• Excerpts from pointing data:
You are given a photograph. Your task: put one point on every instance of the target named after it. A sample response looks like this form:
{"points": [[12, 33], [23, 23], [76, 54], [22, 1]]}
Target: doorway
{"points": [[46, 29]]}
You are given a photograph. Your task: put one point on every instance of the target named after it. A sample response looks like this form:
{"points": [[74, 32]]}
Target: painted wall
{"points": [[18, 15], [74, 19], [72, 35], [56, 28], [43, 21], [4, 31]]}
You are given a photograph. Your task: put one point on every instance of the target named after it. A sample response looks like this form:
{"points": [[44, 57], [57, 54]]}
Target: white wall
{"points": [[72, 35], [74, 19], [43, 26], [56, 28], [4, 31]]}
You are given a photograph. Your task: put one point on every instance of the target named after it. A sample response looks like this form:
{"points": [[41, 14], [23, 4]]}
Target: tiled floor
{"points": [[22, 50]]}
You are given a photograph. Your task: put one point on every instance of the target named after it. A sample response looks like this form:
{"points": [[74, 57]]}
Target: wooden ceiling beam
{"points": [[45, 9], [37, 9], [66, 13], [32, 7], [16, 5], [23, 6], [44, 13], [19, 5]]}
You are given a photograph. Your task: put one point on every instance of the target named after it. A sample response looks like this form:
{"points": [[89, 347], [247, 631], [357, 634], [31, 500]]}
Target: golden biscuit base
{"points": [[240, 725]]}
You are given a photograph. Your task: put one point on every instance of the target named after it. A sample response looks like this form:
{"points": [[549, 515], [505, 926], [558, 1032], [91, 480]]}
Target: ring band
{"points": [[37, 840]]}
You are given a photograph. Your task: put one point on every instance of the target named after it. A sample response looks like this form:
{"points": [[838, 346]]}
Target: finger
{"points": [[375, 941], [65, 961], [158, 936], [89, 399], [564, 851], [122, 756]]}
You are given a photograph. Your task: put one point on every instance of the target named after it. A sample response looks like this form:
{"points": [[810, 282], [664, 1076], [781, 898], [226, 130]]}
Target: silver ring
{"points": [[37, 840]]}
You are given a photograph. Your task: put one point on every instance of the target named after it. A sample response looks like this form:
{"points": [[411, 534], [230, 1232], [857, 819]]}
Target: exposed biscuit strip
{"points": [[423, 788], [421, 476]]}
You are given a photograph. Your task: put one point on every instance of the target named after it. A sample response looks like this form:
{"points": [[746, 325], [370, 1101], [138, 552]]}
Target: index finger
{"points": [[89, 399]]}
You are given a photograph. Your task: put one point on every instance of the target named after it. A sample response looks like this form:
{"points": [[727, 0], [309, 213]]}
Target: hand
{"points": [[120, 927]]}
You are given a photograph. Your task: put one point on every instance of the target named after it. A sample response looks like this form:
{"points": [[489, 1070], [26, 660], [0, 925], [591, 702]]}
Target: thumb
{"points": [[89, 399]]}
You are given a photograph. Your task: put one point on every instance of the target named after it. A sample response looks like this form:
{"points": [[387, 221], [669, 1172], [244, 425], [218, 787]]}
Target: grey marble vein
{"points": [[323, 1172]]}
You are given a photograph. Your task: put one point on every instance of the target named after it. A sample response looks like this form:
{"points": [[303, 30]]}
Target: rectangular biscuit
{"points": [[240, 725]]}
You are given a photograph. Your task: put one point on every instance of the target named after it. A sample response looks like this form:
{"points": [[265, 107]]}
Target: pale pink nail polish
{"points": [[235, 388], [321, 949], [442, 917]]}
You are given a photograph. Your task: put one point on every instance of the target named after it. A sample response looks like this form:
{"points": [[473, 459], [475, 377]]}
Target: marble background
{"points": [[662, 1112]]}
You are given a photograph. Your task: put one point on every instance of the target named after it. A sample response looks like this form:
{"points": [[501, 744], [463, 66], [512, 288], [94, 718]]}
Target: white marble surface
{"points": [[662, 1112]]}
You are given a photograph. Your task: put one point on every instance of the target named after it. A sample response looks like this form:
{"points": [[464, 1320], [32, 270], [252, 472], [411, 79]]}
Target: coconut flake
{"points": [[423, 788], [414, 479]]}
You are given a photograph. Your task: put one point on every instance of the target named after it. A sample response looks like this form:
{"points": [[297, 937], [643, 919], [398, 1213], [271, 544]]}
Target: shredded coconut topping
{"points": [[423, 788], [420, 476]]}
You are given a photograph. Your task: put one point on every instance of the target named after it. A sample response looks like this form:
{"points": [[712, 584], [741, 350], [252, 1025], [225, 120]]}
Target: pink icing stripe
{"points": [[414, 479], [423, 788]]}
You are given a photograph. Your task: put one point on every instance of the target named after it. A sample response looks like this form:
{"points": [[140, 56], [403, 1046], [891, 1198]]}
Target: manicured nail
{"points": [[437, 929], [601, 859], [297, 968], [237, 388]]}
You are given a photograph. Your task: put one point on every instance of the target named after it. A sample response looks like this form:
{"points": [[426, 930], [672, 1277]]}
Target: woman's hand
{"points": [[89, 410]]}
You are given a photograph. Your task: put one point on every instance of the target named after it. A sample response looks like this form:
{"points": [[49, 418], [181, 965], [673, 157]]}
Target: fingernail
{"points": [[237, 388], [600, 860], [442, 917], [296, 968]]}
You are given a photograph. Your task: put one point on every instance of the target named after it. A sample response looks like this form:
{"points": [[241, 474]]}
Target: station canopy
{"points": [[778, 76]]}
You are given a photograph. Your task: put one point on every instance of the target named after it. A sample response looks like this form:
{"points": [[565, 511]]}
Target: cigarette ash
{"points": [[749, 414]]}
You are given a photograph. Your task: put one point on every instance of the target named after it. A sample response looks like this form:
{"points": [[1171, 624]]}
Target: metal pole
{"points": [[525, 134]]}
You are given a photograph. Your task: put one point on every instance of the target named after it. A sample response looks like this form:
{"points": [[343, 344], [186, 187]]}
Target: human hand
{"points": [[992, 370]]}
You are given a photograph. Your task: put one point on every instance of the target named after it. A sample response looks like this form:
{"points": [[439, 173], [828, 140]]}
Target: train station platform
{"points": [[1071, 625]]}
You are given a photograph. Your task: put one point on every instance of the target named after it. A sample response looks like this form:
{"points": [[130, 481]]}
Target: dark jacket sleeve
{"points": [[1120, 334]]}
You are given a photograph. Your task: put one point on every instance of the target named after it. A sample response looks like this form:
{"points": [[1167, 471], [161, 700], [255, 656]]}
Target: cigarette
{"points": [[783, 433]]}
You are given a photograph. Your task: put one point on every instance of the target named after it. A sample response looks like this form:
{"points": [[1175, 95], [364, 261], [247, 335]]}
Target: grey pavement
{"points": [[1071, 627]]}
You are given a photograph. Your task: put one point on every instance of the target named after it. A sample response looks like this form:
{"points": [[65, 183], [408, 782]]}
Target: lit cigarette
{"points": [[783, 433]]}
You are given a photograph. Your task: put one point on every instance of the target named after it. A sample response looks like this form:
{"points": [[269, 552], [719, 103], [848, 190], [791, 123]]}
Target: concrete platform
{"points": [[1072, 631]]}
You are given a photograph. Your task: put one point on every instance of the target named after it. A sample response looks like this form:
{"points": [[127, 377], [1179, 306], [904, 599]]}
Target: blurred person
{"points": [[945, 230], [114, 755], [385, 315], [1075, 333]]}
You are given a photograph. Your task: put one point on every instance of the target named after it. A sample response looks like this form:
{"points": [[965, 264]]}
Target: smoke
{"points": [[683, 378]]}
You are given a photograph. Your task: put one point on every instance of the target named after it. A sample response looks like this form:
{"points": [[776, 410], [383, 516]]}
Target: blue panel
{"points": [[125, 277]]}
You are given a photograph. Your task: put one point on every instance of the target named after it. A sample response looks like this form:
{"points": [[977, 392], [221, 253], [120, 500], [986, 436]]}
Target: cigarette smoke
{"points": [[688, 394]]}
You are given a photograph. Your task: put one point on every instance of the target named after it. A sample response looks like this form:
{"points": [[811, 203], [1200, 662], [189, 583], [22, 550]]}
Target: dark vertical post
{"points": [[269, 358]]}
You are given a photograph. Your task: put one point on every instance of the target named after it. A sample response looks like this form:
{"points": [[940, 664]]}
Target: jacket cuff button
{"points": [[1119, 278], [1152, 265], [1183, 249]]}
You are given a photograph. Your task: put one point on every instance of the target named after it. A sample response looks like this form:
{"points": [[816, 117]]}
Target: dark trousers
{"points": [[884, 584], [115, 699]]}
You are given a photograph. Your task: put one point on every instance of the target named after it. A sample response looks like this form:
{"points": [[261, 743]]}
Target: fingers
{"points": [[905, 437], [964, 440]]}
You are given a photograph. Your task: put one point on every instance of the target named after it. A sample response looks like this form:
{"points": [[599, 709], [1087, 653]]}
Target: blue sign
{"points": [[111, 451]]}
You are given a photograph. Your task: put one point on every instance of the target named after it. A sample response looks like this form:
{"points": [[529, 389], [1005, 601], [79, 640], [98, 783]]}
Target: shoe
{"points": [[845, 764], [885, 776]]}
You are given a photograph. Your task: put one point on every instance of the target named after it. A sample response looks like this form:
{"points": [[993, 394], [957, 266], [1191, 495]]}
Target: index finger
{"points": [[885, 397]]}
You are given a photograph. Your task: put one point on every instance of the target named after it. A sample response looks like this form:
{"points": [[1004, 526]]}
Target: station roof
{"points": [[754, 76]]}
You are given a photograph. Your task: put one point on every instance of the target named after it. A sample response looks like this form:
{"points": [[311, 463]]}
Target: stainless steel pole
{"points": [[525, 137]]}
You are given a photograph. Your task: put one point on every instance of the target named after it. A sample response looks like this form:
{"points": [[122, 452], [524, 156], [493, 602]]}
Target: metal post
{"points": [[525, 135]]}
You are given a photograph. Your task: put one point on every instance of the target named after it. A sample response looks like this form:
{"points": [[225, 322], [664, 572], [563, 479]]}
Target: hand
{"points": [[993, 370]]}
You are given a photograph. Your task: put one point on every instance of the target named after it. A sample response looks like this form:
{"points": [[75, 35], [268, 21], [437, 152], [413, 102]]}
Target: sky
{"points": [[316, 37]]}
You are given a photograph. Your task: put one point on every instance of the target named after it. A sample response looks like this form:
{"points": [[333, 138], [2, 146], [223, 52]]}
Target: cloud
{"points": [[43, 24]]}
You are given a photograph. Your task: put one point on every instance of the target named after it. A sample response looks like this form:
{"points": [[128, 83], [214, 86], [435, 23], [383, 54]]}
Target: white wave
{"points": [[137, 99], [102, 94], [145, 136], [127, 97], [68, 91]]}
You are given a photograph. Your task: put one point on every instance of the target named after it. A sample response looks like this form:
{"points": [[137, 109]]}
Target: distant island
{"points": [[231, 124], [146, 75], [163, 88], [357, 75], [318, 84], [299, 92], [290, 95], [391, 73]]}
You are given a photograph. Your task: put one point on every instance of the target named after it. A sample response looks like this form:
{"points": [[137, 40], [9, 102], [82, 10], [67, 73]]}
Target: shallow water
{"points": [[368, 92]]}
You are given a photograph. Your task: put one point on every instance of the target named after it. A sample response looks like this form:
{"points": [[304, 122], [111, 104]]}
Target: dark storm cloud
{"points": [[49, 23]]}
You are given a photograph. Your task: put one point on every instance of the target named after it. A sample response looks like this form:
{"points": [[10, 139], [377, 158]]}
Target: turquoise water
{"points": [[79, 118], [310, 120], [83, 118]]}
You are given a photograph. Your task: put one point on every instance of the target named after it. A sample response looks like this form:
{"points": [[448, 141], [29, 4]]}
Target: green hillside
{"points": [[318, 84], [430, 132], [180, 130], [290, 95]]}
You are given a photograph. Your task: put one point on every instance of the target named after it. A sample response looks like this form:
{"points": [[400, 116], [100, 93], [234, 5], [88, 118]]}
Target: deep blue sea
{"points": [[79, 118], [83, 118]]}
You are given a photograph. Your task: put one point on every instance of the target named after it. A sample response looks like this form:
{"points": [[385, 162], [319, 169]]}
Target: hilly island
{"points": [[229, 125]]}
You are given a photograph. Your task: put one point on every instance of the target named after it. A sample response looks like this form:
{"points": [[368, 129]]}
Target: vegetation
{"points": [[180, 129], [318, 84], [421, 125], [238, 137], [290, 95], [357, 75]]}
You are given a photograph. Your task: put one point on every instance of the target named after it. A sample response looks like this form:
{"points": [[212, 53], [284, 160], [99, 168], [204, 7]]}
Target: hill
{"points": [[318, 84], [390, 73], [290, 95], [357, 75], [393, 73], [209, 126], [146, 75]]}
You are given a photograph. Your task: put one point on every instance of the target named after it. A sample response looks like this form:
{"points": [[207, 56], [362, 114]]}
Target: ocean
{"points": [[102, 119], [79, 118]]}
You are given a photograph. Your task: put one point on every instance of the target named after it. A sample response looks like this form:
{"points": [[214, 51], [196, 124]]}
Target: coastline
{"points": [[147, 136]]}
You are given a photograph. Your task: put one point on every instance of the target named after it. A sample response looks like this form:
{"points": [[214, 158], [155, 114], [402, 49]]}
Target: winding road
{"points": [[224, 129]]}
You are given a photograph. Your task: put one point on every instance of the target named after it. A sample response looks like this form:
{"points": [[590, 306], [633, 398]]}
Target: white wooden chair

• EXERCISE PROMPT: Collect every line of the items above that contains the string "blue", and copy each such line in full. Case counts.

• RESULT OF THIS EXERCISE:
Target: blue panel
Target: blue sign
Target: deep blue sea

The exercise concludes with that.